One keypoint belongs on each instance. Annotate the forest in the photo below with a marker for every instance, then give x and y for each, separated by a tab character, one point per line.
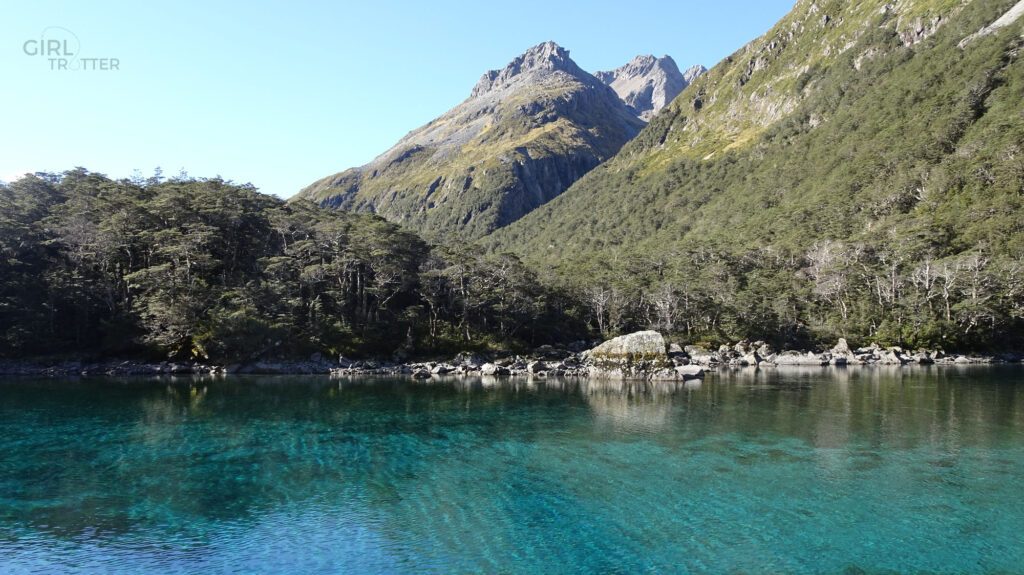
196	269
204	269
---
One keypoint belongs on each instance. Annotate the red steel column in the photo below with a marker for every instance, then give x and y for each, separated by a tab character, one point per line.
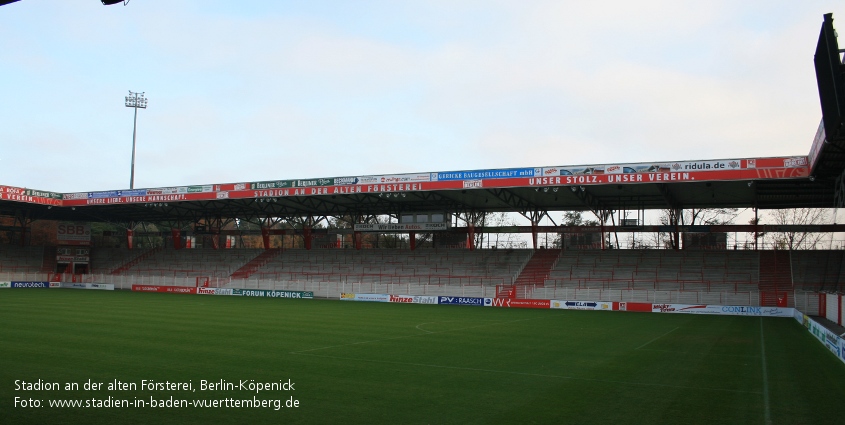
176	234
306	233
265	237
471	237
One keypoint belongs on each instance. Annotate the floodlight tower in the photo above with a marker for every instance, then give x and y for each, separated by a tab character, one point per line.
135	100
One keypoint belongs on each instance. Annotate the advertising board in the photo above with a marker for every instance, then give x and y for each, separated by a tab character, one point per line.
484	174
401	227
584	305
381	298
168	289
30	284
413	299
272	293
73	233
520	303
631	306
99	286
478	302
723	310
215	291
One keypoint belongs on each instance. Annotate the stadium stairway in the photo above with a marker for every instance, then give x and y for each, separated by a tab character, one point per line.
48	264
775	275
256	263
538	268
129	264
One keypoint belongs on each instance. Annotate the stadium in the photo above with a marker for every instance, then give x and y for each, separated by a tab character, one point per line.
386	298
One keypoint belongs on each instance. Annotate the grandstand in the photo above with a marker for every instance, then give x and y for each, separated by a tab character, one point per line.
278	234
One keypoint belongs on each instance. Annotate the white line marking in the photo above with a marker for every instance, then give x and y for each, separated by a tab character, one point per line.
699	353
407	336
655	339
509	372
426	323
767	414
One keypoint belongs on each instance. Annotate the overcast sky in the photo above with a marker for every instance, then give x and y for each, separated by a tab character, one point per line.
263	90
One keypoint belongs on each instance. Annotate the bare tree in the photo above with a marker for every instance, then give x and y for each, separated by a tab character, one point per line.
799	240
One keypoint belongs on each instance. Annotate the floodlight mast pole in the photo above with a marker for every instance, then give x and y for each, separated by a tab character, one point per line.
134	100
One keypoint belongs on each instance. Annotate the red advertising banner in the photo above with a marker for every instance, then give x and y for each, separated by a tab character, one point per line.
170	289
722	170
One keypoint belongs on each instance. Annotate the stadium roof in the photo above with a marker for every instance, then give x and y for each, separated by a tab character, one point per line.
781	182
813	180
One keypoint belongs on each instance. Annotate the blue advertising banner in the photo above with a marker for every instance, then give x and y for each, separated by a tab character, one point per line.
--
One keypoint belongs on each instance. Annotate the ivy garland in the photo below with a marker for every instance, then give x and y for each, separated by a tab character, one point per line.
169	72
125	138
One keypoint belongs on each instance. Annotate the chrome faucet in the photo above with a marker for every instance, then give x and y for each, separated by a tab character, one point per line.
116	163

-- TASK STATEMENT --
From the records above, copy only the lines starting with the line that holds "the floodlight mast" and going on through the line that holds "One keypoint belongs on each instance. Annotate the blue", exactly as written.

-- EXERCISE OUTPUT --
One keypoint belongs on each instance. Annotate the floodlight mast pole in the photo above with a marker for every instance, then give x and y for each, separated by a tab character, one point per line.
134	100
One keypoint belongs on each instance. Annotate the red advertising banner in the photo above with a marker for every instance, then give x and y for each, separated by a tab character, one point per line.
170	289
722	170
One keypoint belongs on each instance. Annotate the stadium roof in the photo above with a marker for every instance, then give x and y for each, separated by a tab character, one point per line.
781	182
813	180
One keypoint belongs on each instance. Annotate the blue advertising banner in the photo above with a marker for every instance, then give x and y for each, separated by a tab character, one point per line.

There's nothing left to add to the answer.